Synopses & Reviews
A fast, frightening, and thrillingly contemporary novel about marriage and money that early reviewers are calling "powerful" (Booklist, starred review), "propulsive" (Publishers Weekly), "totally addictive" (Bookish), and "a novel of unrelenting tension" (Kirkus Reviews, starred review).
Here is one of the most engrossing, unnerving, and exhilarating novels in recent memory. It comes to us from Joe McGinniss Jr., whose first book, The Delivery Man, was a national bestseller that critics hailed as "searing" (The New York Times Book Review), "compelling" (The Washington Post), and "reminiscent of Joan Didion" (Janet Fitch). Now, after spending the better part of a decade at work, McGinniss returns with another viscerally absorbing look at the seductive—and destructive—cutting edge of modern life, this time through the lens of marriage.
Carousel Court is the story of Nick and Phoebe Maguire, a young couple who move cross-country to Southern California in search of a fresh start for themselves and their infant son following a trauma. But they arrive at the worst possible economic time. Instead of landing in a beachside property, Nick and Phoebe find themselves cemented into the dark heart of foreclosure alley, surrounded by neighbors being drowned by their underwater homes who set fire to their belongings, flee in the dead of night, and eye one another with suspicion while keeping shotguns by their beds. Trapped, broke, and increasingly desperate, Nick and Phoebe each devise their own plan to claw their way back into the middle class and beyond. Hatched under one roof, their two separate, secret agendas will inevitably collide.

Natural-language object grounding data

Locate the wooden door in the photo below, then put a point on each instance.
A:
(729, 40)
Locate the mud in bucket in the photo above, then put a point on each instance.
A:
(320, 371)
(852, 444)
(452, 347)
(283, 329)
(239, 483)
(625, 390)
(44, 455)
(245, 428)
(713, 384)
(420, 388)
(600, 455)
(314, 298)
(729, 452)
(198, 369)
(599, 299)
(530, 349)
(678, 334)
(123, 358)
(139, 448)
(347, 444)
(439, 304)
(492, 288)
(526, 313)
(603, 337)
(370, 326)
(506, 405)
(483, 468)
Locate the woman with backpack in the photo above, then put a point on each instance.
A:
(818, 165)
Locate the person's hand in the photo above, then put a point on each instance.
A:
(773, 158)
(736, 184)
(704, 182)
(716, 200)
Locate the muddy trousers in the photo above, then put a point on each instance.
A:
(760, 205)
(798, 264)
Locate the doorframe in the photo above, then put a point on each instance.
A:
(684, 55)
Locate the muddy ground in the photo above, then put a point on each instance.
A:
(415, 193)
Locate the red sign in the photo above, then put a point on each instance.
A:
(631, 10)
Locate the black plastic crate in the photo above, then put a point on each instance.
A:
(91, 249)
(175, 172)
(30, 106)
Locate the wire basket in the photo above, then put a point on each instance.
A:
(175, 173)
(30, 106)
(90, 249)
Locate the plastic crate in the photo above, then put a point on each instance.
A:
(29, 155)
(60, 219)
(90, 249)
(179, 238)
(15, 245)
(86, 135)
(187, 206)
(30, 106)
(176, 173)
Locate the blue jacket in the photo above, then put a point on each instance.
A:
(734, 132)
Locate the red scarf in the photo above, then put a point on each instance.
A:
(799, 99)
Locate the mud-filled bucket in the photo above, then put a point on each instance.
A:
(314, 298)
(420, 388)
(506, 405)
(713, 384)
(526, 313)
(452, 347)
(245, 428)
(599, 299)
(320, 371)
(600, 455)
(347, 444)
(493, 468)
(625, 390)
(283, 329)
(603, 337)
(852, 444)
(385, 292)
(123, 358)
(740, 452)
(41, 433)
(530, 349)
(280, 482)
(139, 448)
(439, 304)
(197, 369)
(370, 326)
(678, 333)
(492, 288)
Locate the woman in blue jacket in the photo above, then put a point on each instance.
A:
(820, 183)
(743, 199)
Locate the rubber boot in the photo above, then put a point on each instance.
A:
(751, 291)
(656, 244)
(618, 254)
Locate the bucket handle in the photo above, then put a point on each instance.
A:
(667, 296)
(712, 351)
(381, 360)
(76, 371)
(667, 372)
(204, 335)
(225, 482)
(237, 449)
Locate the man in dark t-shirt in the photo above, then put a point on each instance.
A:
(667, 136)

◆ EXPLORE THE MATERIAL ◆
1. Do the following statements agree with the Carousel Court synopsis? Answer yes or no for each, and quote the words of the synopsis that decide it.
(a) The Delivery Man was Joe McGinniss Jr.'s first book.
(b) Nick and Phoebe move to Northern California.
(c) Nick and Phoebe come up with a single shared plan.
2. Please answer these questions from the Carousel Court synopsis.
(a) Which publication called the novel "propulsive"?
(b) How long did McGinniss spend at work before returning with this novel?
(c) What do the neighbors keep by their beds?

◆ SOLUTIONS TO THE TASKS ◆
1.
(a) Yes: "whose first book, The Delivery Man, was a national bestseller"
(b) No: "move cross-country to Southern California"
(c) No: "Nick and Phoebe each devise their own plan"

2.
(a) Publishers Weekly
(b) The better part of a decade
(c) Shotguns